■ Text shown ■
--- begin ---
Transition-Regression Tag

Emmet Hikory persia at ubuntu.com
Tue Jun 2 04:45:55 UTC 2009


Kurt Wall wrote:
> On 06/01/2009 06:44:48 PM, Brian Curtis wrote:
>> Hi all,
>>
>> Upon discussions with mrooney about potential regressions due to
>> programs (like empathy and banshee) being transitioned to default.
>> There is a new tag, which is also listed in
>> https://wiki.ubuntu.com/Bugs/Tags called "transition-regression" that
>> is meant to mark bugs that may need to be addressed so users can make
>> an easy transition from one default to another.
> 
> Hm. Is it actually a regression if things break because the default
> application changed?
> 
> Why is it useful to note that this bug is a plain vanilla regression
> while that bug is associated with changing a default application?

    The trick is that it's not a regression in the application.  The bug
may even only be a minor issue for the package against which it is
filed.  However, that bug does represent a regression in the behaviour
of the default Ubuntu Desktop.  Arguably such bugs could be filed
against Ubuntu or against ubuntu-desktop, but they don't really
represent bugs in those packages, so much as differences in behaviour
related to the change in the default application.
--- end ---
■ What to do ■
a) In the mailing list post about the transition-regression tag, which two programs are named as being transitioned to default?
b) Name every person who appears in the mailing list post about the transition-regression tag.

■ Supplied entries ■
--- begin ---
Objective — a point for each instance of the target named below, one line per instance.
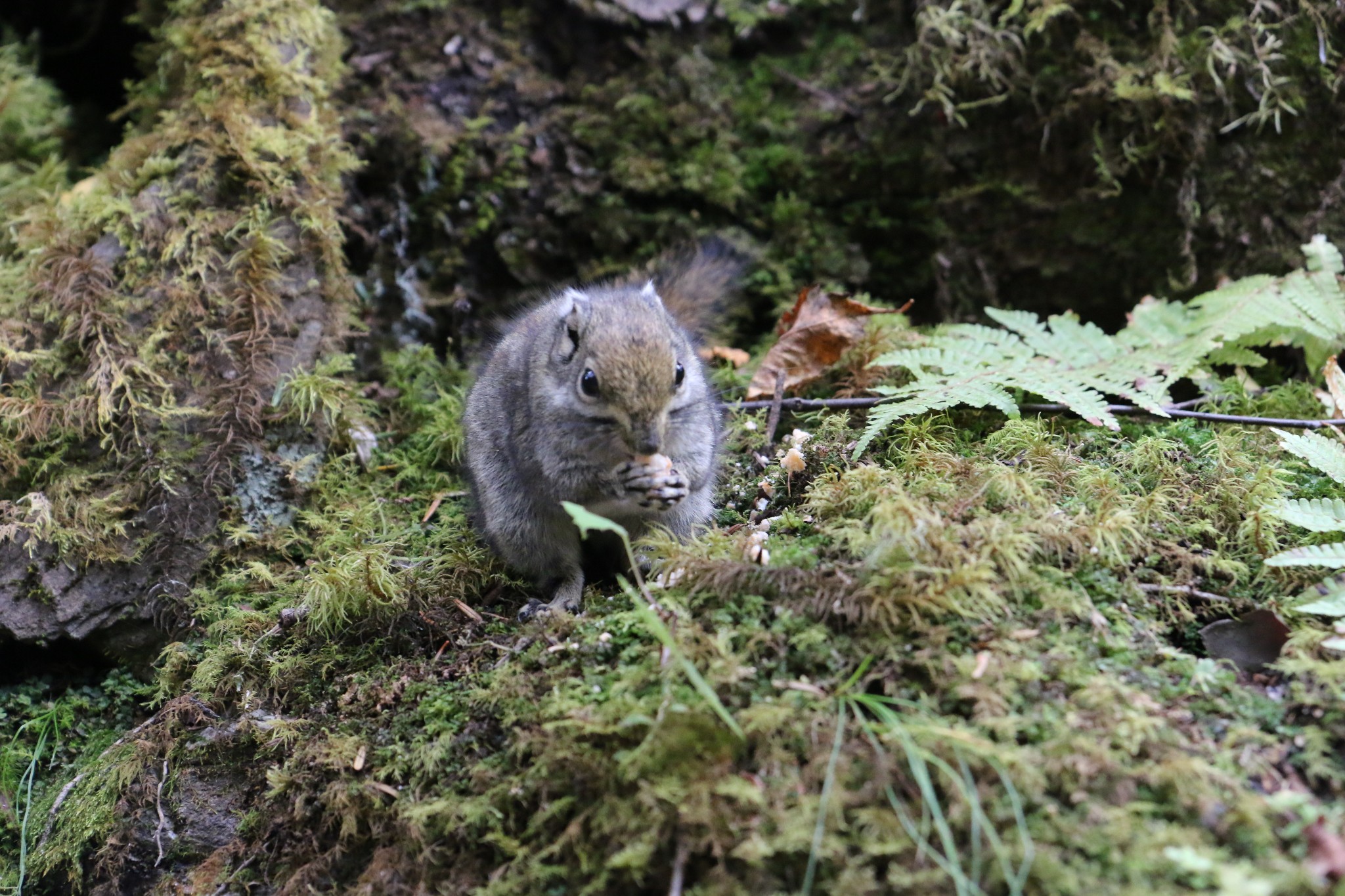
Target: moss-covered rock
(970, 660)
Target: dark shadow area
(87, 49)
(65, 661)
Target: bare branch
(1173, 410)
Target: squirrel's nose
(646, 438)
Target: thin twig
(1173, 410)
(684, 852)
(825, 96)
(772, 419)
(231, 879)
(159, 807)
(1192, 591)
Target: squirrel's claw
(651, 486)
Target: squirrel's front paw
(653, 482)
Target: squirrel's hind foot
(568, 597)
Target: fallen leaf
(1336, 385)
(735, 356)
(433, 505)
(1250, 643)
(386, 789)
(814, 335)
(1325, 851)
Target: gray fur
(535, 440)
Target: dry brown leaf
(1325, 851)
(1336, 385)
(735, 356)
(814, 335)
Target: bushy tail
(699, 284)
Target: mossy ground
(407, 735)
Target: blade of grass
(661, 631)
(827, 782)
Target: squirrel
(596, 395)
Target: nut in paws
(651, 481)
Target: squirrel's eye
(588, 383)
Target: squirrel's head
(622, 363)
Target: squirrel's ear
(573, 317)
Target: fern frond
(1323, 453)
(1079, 366)
(1061, 359)
(1319, 515)
(1313, 555)
(1331, 598)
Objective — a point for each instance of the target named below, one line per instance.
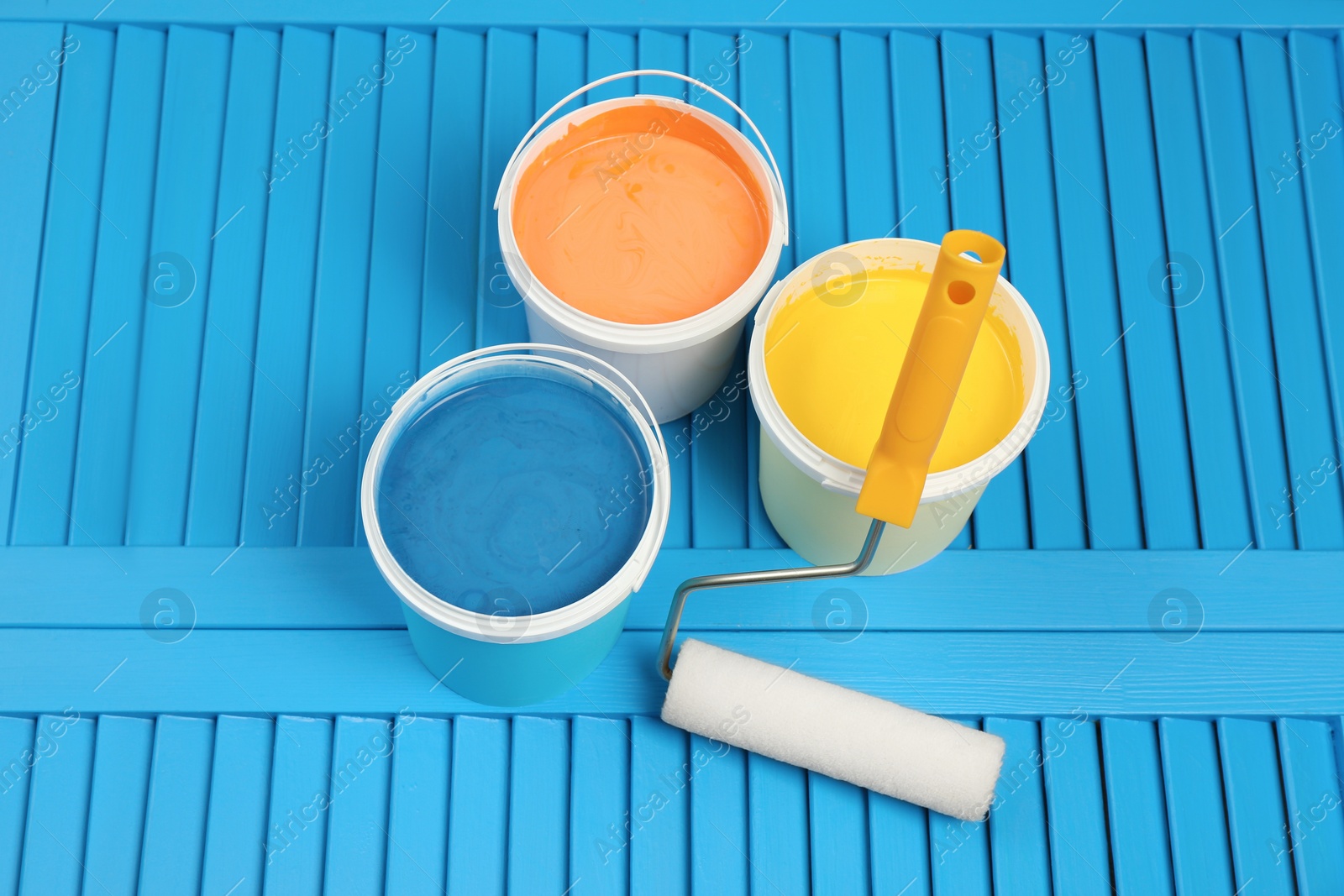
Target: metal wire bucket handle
(777, 187)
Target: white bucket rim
(571, 617)
(644, 338)
(847, 479)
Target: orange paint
(642, 215)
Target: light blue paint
(517, 493)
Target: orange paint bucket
(643, 230)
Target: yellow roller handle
(936, 360)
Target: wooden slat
(510, 82)
(600, 801)
(870, 188)
(976, 195)
(65, 278)
(660, 805)
(1019, 836)
(539, 806)
(300, 794)
(900, 846)
(356, 829)
(719, 839)
(709, 13)
(1095, 328)
(401, 217)
(276, 470)
(215, 512)
(609, 53)
(1312, 788)
(1008, 591)
(17, 741)
(1227, 160)
(1054, 479)
(559, 70)
(239, 790)
(658, 50)
(176, 808)
(1196, 810)
(817, 144)
(1075, 806)
(26, 145)
(840, 851)
(1316, 100)
(1316, 506)
(1162, 443)
(58, 806)
(417, 815)
(1222, 500)
(118, 801)
(448, 311)
(108, 385)
(477, 813)
(712, 58)
(779, 828)
(333, 432)
(1136, 808)
(718, 459)
(1257, 822)
(764, 94)
(190, 140)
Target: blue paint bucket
(487, 470)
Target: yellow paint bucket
(828, 344)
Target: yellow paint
(833, 359)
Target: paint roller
(853, 736)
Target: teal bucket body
(497, 658)
(517, 673)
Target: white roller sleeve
(844, 734)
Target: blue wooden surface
(1171, 203)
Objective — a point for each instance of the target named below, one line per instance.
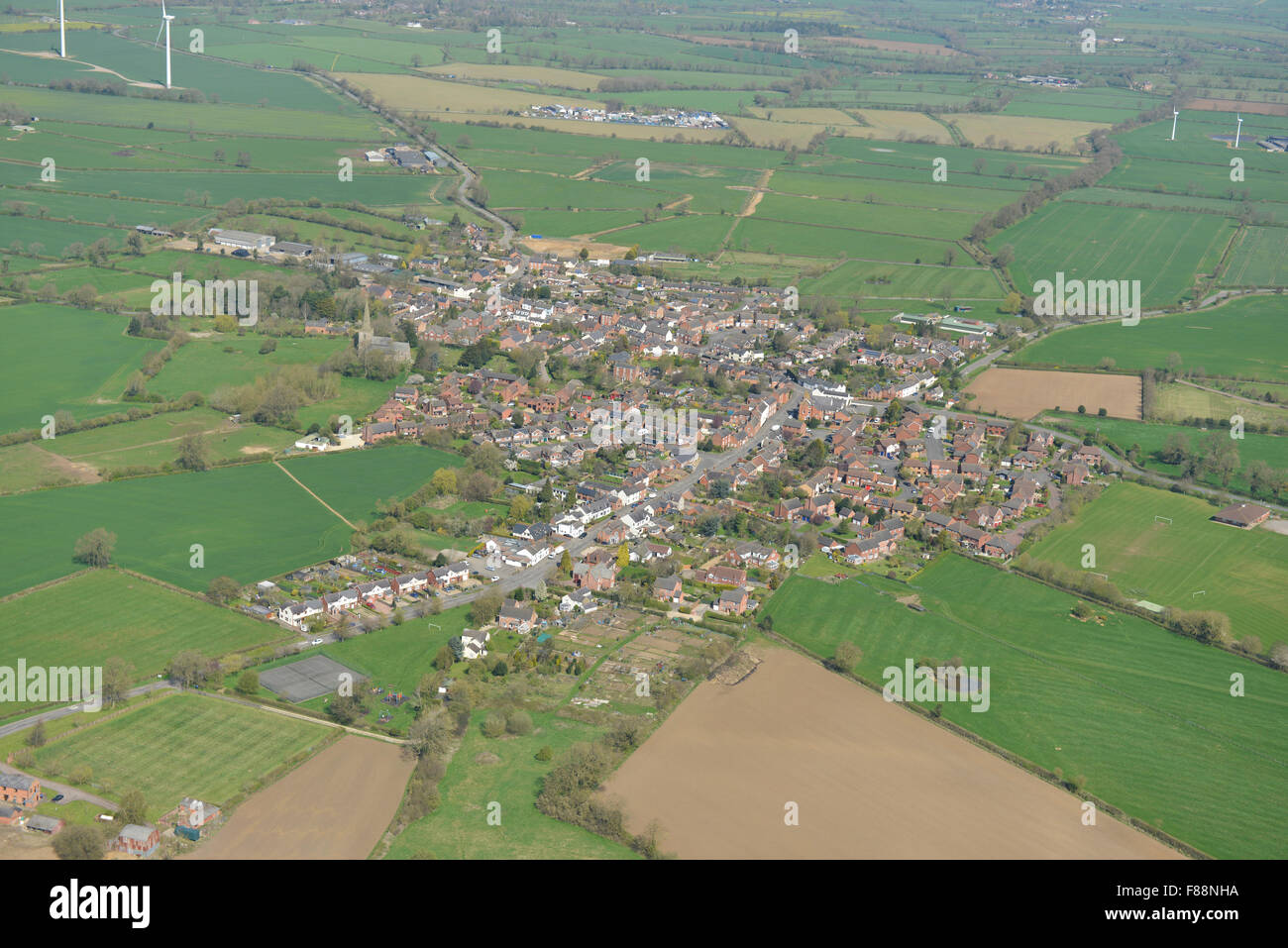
--- end ---
■ Answers for the exercise ■
a) Empathy and banshee.

b) Emmet Hikory, Kurt Wall, Brian Curtis, mrooney